:: Отрывок текста ::

Усадьба принадлежала семье Розенштиль. Первый Розенштиль переселился в Пруссию из Эльзаса. Он преуспевал, но отказался от предложенного ему дворянского звания, ему казалось, что это ни к чему. Лишь его сын принял дворянство, семья получила за свои заслуги владение в Одербрухе, а потом некий король пожаловал другому Розенштилю еще одно имение на востоке Пруссии, в парке которого я и лежал. После первой мировой войны Липе стала польской, и по примеру пруссаков, которые заселяли своими людьми владения в завоеванных землях, поляки теперь выдворяли прусских землевладельцев, в их числе были и Розенштили. По рукам ходили черные списки с именами влиятельных немцев, дошло до кровавых столкновений, – отголоски этого слышны даже сегодня. Возможно, польский национализм развился так радикально, потому что пруссаки немало преуспели в том, чтобы перемешать народы. Польский кучер Розенштилей, во всяком случае, с гордостью носил железный крест, а на полях, через которые я шел, во время ноябрьской революции стреляли друг в друга немецкие спартаковцы и польская кавалерия. Немцы хотели экспортировать на эту землю свою революцию, но сама польская гордость восстала против докатившегося сюда немецкого бунта, поскольку он казался чем-то прусским.
Летом 1939-го последний Розенштиль из Липе уже вырыл себе могилу, у которой его собирались расстрелять26, когда немецкие пикирующие бомбардировщики показались в небе – это было начало польской кампании. На этот раз он был спасен. Но когда война повернула вспять, и Советская Армия несколько лет спустя заняла Липе, ему уже не помогло то, что польские конюхи заступились за него и сказали русским: «Добре пан». Это хороший господин, он многим помог. Советские солдаты его не пощадили. Его сын рассказал мне эту историю, прежде чем я перешел Одер. Он снова живет теперь в первой семейной усадьбе.

:::
:: Приведённые строки ::

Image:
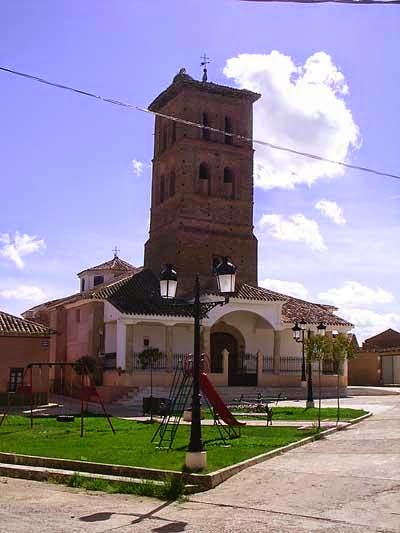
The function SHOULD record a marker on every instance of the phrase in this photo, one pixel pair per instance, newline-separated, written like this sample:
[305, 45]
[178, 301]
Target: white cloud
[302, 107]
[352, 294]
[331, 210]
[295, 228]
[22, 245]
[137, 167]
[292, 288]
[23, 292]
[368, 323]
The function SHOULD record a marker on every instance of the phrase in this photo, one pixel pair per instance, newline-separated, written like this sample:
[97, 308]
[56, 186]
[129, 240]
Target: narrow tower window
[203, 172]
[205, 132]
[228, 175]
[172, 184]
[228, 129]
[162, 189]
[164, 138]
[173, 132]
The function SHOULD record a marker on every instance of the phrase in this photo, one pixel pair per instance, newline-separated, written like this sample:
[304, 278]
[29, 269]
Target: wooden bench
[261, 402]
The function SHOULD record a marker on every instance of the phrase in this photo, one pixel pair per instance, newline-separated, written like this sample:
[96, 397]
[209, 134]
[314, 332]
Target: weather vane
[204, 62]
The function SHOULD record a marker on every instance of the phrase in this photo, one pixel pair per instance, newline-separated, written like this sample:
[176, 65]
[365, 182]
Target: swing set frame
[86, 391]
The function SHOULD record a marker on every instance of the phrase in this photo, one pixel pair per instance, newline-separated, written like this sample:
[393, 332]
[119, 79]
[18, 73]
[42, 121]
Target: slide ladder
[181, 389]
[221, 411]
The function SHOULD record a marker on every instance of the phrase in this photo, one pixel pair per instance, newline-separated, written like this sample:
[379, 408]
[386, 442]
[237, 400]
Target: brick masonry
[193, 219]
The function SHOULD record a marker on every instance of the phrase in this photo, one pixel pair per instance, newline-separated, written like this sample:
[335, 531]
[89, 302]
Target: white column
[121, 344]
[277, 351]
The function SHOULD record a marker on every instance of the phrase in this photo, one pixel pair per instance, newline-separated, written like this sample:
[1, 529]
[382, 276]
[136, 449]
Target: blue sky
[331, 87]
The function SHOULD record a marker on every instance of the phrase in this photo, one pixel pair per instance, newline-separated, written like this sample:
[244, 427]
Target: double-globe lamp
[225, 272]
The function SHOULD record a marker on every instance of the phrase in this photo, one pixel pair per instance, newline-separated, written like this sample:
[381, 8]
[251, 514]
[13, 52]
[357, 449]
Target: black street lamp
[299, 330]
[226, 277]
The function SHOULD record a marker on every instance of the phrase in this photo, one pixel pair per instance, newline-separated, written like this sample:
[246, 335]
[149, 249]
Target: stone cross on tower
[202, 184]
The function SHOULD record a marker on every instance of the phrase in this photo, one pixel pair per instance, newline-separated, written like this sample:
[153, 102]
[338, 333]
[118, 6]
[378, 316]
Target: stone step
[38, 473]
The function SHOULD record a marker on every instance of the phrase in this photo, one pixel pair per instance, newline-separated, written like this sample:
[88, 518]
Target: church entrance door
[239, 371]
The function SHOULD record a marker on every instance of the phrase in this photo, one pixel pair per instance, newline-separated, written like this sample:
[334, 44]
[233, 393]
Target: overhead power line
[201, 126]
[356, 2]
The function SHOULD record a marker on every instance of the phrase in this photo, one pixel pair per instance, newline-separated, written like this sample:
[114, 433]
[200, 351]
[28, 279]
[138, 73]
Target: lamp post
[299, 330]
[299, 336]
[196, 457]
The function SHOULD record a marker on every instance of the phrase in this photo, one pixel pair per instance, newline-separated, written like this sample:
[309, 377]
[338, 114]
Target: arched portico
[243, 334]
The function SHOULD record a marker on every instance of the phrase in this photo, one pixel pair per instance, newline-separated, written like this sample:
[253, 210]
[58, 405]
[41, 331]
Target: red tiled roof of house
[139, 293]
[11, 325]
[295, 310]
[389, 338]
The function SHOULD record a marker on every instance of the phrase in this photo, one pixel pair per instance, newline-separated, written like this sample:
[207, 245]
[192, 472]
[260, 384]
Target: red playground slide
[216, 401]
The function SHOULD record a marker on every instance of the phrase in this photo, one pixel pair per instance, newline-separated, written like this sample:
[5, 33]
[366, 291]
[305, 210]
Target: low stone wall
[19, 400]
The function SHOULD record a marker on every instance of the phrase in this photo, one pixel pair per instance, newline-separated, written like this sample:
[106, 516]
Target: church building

:::

[Что требуется] Объясните по отрывку об усадьбе Розенштилей, почему польская гордость восстала против немецкого бунта, докатившегося до этих земель, и уложитесь в одно–три предложения. Строки здесь не понадобятся.

[Полный ответ] Немцы хотели экспортировать на эту землю свою революцию, но докатившийся сюда немецкий бунт казался полякам чем-то прусским. Поэтому польская гордость восстала против него.